→ Exercise brief: In the records below, swap every "hiking boot" for "walking boot" and leave everything else as it is.

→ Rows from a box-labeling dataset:
-------------------------

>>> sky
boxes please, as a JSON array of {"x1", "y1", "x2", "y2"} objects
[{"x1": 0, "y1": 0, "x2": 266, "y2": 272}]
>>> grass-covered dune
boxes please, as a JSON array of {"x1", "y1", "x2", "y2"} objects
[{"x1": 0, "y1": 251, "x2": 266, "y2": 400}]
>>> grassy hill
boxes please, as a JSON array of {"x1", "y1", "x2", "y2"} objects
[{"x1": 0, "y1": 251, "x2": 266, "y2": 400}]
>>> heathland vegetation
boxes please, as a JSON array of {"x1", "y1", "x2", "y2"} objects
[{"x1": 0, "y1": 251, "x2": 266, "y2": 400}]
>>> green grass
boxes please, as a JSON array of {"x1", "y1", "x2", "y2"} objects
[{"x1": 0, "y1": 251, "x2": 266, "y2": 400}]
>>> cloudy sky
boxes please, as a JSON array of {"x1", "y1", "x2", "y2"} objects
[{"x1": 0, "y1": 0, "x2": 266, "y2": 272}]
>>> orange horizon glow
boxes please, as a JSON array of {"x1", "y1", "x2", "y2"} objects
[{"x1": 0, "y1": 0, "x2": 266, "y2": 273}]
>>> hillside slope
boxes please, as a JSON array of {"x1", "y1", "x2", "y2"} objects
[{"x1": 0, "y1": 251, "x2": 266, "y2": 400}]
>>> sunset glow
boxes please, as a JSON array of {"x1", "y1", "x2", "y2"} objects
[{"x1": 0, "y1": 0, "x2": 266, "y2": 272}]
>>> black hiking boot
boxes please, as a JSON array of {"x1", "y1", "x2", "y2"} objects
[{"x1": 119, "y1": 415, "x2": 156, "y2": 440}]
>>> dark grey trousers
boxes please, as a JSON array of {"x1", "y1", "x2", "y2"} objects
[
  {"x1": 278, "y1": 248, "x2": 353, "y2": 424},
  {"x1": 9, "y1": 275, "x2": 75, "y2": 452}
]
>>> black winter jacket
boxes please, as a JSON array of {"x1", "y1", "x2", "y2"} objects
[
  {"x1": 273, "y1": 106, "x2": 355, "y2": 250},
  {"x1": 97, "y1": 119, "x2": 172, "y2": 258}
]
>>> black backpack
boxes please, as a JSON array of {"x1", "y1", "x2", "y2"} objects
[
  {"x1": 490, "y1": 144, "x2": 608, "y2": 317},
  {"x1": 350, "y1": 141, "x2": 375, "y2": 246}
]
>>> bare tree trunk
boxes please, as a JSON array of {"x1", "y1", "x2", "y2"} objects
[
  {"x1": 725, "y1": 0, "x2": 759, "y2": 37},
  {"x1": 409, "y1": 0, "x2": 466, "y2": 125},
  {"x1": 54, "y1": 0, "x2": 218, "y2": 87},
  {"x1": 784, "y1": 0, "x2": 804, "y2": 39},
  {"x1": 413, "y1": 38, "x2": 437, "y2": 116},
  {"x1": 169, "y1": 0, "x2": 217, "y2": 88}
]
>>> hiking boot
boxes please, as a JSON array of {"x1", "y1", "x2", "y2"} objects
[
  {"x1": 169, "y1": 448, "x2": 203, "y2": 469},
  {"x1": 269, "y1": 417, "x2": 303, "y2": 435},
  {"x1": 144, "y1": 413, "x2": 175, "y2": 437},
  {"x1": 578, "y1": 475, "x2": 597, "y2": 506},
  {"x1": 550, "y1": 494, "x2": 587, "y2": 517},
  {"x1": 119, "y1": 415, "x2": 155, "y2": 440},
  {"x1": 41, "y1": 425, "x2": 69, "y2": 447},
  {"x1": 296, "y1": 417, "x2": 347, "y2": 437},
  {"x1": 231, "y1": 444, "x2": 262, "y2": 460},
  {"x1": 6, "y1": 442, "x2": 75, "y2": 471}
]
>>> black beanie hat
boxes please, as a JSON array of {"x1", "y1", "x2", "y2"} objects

-------------------------

→ Right answer:
>>> sky
boxes please, as a JSON array of {"x1", "y1", "x2", "y2"} objects
[{"x1": 0, "y1": 0, "x2": 266, "y2": 272}]
>>> grass-covered dune
boxes please, as a JSON array of {"x1", "y1", "x2", "y2"} objects
[{"x1": 0, "y1": 251, "x2": 266, "y2": 400}]
>>> grassy hill
boxes please, as a JSON array of {"x1", "y1", "x2", "y2"} objects
[{"x1": 0, "y1": 251, "x2": 266, "y2": 400}]
>>> heathland vegetation
boxes please, as a JSON array of {"x1", "y1", "x2", "y2"} objects
[{"x1": 0, "y1": 251, "x2": 266, "y2": 400}]
>>> green grass
boxes please, as a JSON array of {"x1", "y1", "x2", "y2"} objects
[{"x1": 0, "y1": 251, "x2": 266, "y2": 400}]
>>> cloudy sky
boxes please, as a JSON array of {"x1", "y1", "x2", "y2"} objects
[{"x1": 0, "y1": 0, "x2": 266, "y2": 272}]
>>> orange horizon glow
boxes please, as a JSON array of {"x1", "y1", "x2", "y2"} objects
[{"x1": 0, "y1": 0, "x2": 266, "y2": 273}]
>>> hillside slope
boxes please, as a JSON array of {"x1", "y1", "x2", "y2"} objects
[{"x1": 0, "y1": 251, "x2": 266, "y2": 400}]
>>> sunset glow
boxes please, as a JSON array of {"x1", "y1", "x2", "y2"} objects
[{"x1": 0, "y1": 0, "x2": 266, "y2": 272}]
>>> black walking boot
boxes please, as a JSON array of {"x1", "y1", "x2", "y2"} objects
[{"x1": 119, "y1": 415, "x2": 156, "y2": 440}]
>>> dark grey trousers
boxes please, as a JSON array of {"x1", "y1", "x2", "y2"} objects
[
  {"x1": 278, "y1": 248, "x2": 353, "y2": 424},
  {"x1": 9, "y1": 275, "x2": 75, "y2": 452}
]
>>> black winter jacket
boxes please, as a JSON array of {"x1", "y1", "x2", "y2"} objects
[
  {"x1": 273, "y1": 106, "x2": 355, "y2": 250},
  {"x1": 97, "y1": 119, "x2": 172, "y2": 258}
]
>>> black backpack
boxes please, as a JSON array of {"x1", "y1", "x2", "y2"} objects
[
  {"x1": 490, "y1": 144, "x2": 608, "y2": 317},
  {"x1": 350, "y1": 141, "x2": 375, "y2": 246}
]
>>> bare tree trunk
boxes please, as a JSON array of {"x1", "y1", "x2", "y2"} objects
[
  {"x1": 725, "y1": 0, "x2": 759, "y2": 37},
  {"x1": 409, "y1": 0, "x2": 466, "y2": 125},
  {"x1": 54, "y1": 0, "x2": 218, "y2": 87},
  {"x1": 784, "y1": 0, "x2": 804, "y2": 39},
  {"x1": 413, "y1": 38, "x2": 437, "y2": 116},
  {"x1": 169, "y1": 0, "x2": 217, "y2": 88}
]
>>> walking boot
boxes please, as a JSON array of {"x1", "y1", "x2", "y2"} objects
[
  {"x1": 169, "y1": 448, "x2": 203, "y2": 469},
  {"x1": 269, "y1": 417, "x2": 303, "y2": 435},
  {"x1": 144, "y1": 413, "x2": 175, "y2": 437},
  {"x1": 578, "y1": 475, "x2": 597, "y2": 506},
  {"x1": 550, "y1": 494, "x2": 587, "y2": 517},
  {"x1": 119, "y1": 415, "x2": 155, "y2": 440},
  {"x1": 41, "y1": 425, "x2": 69, "y2": 447},
  {"x1": 296, "y1": 417, "x2": 347, "y2": 437},
  {"x1": 231, "y1": 444, "x2": 262, "y2": 460},
  {"x1": 6, "y1": 442, "x2": 75, "y2": 471}
]
>>> black beanie hat
boxes please, as a JSON array of {"x1", "y1", "x2", "y2"} objects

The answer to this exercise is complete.